Work to complete. Print all of the entries exactly, minus the pictures.

───── Supplied data

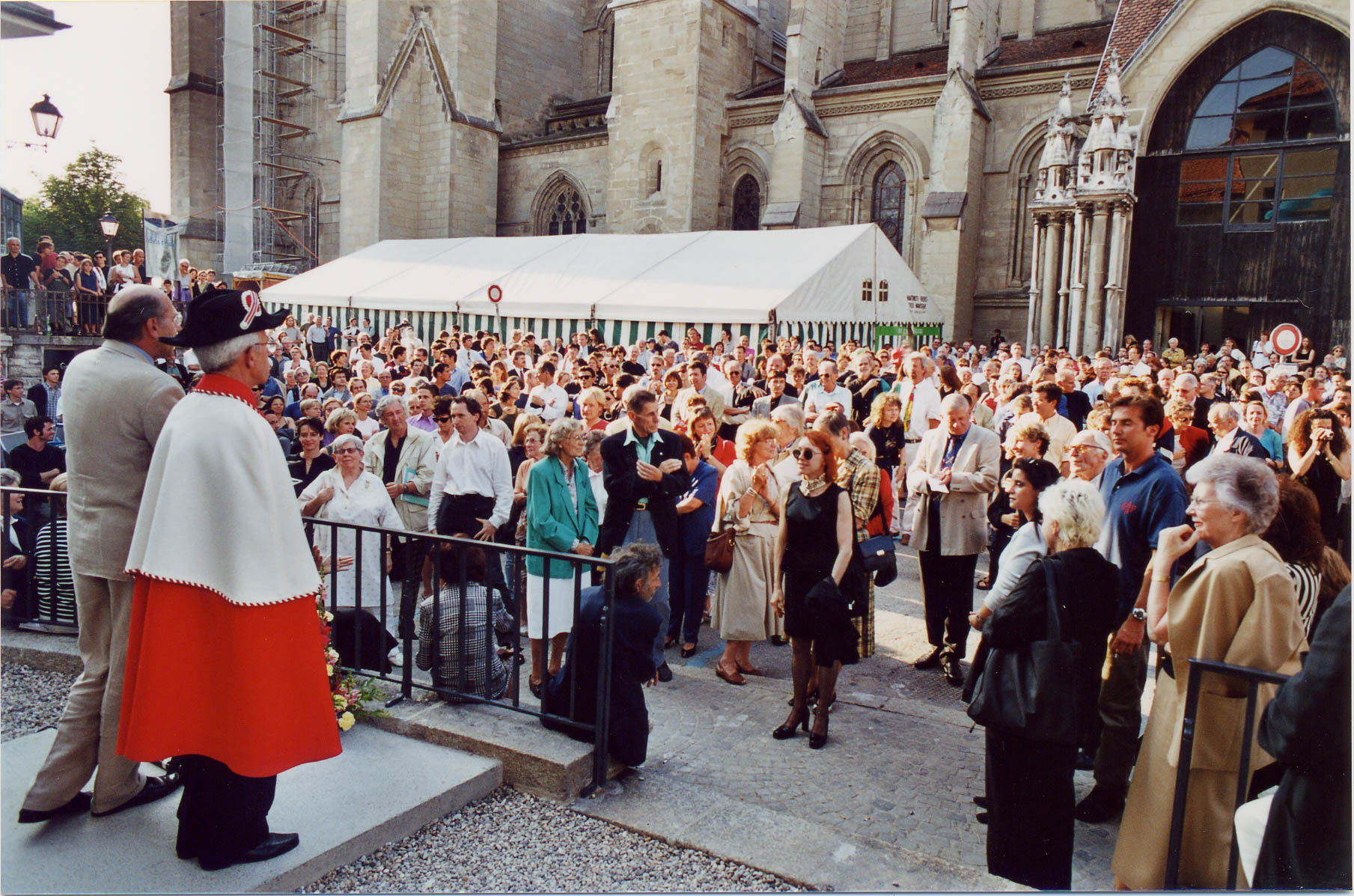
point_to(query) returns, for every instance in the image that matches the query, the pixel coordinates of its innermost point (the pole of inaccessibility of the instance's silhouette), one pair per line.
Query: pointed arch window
(1261, 147)
(567, 213)
(746, 204)
(887, 198)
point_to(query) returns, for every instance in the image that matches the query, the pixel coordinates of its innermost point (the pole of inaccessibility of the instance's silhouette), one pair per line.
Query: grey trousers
(87, 735)
(642, 529)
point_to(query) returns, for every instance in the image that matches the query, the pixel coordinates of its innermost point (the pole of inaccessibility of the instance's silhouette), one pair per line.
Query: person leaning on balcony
(1235, 606)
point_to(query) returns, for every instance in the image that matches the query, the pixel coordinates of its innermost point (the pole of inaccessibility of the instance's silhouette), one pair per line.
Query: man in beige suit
(115, 403)
(954, 472)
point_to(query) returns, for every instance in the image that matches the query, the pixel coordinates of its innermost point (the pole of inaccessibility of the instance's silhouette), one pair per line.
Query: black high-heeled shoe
(818, 740)
(787, 731)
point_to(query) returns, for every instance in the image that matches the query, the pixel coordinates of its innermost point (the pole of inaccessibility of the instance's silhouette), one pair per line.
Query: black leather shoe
(1100, 805)
(78, 804)
(272, 847)
(929, 661)
(155, 790)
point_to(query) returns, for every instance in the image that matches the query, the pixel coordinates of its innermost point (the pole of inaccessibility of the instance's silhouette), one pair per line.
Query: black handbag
(878, 552)
(1029, 689)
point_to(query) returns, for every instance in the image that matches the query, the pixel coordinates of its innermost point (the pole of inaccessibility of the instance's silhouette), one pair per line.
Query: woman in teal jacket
(561, 516)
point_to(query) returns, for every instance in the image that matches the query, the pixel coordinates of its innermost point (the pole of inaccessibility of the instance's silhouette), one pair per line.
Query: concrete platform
(379, 790)
(534, 760)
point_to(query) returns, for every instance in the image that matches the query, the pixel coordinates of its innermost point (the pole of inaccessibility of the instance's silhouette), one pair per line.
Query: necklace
(811, 485)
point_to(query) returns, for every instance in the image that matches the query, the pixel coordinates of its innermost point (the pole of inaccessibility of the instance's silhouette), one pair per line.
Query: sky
(106, 73)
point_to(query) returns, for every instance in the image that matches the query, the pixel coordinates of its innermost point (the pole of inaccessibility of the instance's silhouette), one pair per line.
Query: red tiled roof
(1134, 23)
(1051, 46)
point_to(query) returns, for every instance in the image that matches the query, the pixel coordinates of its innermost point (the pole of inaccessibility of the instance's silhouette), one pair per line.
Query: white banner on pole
(162, 239)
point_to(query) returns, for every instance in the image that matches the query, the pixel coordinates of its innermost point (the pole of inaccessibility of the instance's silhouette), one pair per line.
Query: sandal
(733, 678)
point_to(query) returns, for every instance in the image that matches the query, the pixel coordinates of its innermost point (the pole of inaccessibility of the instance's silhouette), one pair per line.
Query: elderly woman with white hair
(1236, 604)
(1029, 780)
(347, 493)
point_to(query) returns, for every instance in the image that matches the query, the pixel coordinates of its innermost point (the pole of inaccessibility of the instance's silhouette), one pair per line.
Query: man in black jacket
(638, 577)
(644, 474)
(1307, 730)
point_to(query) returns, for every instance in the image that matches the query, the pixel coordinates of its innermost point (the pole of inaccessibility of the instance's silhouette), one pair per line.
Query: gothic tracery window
(885, 207)
(567, 213)
(746, 204)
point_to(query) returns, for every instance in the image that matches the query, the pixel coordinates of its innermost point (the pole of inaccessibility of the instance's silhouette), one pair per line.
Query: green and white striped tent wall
(756, 283)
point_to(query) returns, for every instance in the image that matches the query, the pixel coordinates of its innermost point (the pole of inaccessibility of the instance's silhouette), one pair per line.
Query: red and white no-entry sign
(1285, 338)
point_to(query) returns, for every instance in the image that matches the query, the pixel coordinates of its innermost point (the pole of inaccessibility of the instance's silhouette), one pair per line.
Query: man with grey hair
(115, 406)
(225, 601)
(403, 458)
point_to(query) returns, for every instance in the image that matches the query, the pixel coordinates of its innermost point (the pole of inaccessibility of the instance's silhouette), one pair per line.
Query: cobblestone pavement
(900, 768)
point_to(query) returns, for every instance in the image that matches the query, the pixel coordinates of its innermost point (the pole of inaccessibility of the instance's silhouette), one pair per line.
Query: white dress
(366, 502)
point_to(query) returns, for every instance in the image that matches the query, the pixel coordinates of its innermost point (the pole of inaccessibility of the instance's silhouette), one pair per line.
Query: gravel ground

──────────

Result for this exercise.
point_to(query) returns, for every instance in the image that matches the query, the pixel coordinates of its innermost point (the pole of inaccessibility of the instance's silhouette), one pair per line.
Query: pointed arch window
(1261, 147)
(567, 213)
(746, 204)
(887, 198)
point_to(query) returns, for every instance in the image that matches the query, the pixel coordinates of its innermost point (the pole of inaccessibility of the instance's silhouette), one pair per line.
Query: grey trousers
(87, 735)
(642, 529)
point_to(query) returns, for every instance in the image that matches the query, the pixel coordinates of its innermost point (the pole of inaccessibility of the instance's silhouette), one pair per line.
Query: person leaning on balcony
(1235, 606)
point_to(query) returns, for every instance in the image that matches the query, the pixel coordinates of its innermost point (the pole of inaccessibility of the instance's silhouette), one pair per line.
Query: man in beige suit
(115, 403)
(954, 472)
point_to(query) returns, for every instance in the image that matches the query, the pixel coordinates of its innermost point (the pole of inaccessibility of the instance's silhouette), one pair per line.
Query: black high-heeled shoe
(818, 740)
(787, 731)
point_to(query) returns, for every instance in the image that matches the query, the pixel coordinates of its innermost point (the pole of inaccessibility of the instance's silhouette), one pair per line.
Query: black leather shoe
(1100, 805)
(78, 804)
(272, 847)
(929, 661)
(155, 790)
point_to(query) returns, for every instance in the image that matches the query, the pixel coordinates of its innermost point (the pole of inaccessibility of the instance's silhouette), one pair per line.
Query: black handbag
(878, 552)
(1029, 689)
point_to(query) returns, for every instance in the image that matches the query, the pixel coordinates of its innermost point (the pole of inaccessibility of the instance's silhouette), one pair per line.
Query: woman in teal jacket
(561, 516)
point_to(query) returns, for every instance in the image that matches the query, the pixel coordinates of its innermost point (the pole of inaccessibility of the instance's silhouette), one pair per line.
Query: concrete platform
(379, 790)
(534, 760)
point_to(query) returns, for every instance in the image that matches the query, the pixel coordinates of its innermost point (the pole of inaccessibility of the instance's silhouette), one pair per line.
Query: necklace
(811, 485)
point_to(query) returns, for every instance in the image that matches the query, the pixel coordinates of its innermost point (the pole of inaccessibility of the instance's silhouette), one pair per line.
Query: sky
(106, 73)
point_to(query) returns, for every instance in the image that matches the query, the pixel coordinates of its innermost point (the pole of inaccessibility of the instance's silhouette), one pair per line.
Query: red tiled roof
(1134, 23)
(1051, 46)
point_to(query) returns, for every instance in the image that matches the query, the pixel coordinates of its innermost point (the pole of inaccessibility of the instance's silhouette), one pair per line.
Query: white banner on pole
(162, 239)
point_to(query) returns, for every instance in the image that matches the query, the pixel coordinates of its innermost point (the pole of inaccessibility of the instance's silhouette), one pair per line.
Query: sandal
(733, 678)
point_to(query) returns, for every instance in the image that matches the query, the pixel coordinates of its innermost point (the pole of inaccessibility of the instance's silhouette), one pair per line.
Query: elderly woman with white hair
(1236, 604)
(1029, 780)
(347, 493)
point_to(query) returns, for every instance in the image that matches the query, the pixel coordinates of its innermost point (the pole of inaccessibility of the instance's silhouette), one pair per line.
Query: man in black jacket
(638, 577)
(644, 474)
(1307, 730)
point_to(query) returns, for every instance in the image that matches the query, the pixel coordinates of its innermost point (the pole of inaccessibility of the instance's silhouette), one pair per line.
Query: gothic tracery window
(885, 207)
(567, 213)
(746, 204)
point_to(query) returns, for every instance in the image that matches the query, the pixel coordinates of its innermost point (the pole of inaccessibility of the instance's silhouette), one pair per line.
Query: green and white striped tent wall
(756, 283)
point_to(query) returns, for every instance in the image that matches the query, the pixel coordinates of its innermost point (the pole of inaccessibility of the instance's silhouette), one pair per line.
Query: red and white no-entry sign
(1285, 338)
point_to(query) returns, for every instance in the image that matches the query, the pixel coordinates of its innermost point (the pole of inaccessibility of the instance's silhouette), one pair per line.
Query: man with grey hair
(115, 406)
(225, 601)
(403, 458)
point_to(query) returns, for every instance in the image that matches the query, the pixel coordinates of its innermost point (the pole of inaccessibility of the instance's silhouette), one pair per line.
Query: cobblestone pavement
(900, 768)
point_to(query) returns, for every instance in the image that matches the query, the pixel coordinates of its innermost point (the pole of inaccessibility of the instance's silhouette), one pair per line.
Query: white dress
(366, 502)
point_to(query) returns, for every instance in the image that matches the query, the pixel coordinates of its innermost point (the pole of inaccessibility of the instance's silhouette), one pair per line.
Query: gravel ground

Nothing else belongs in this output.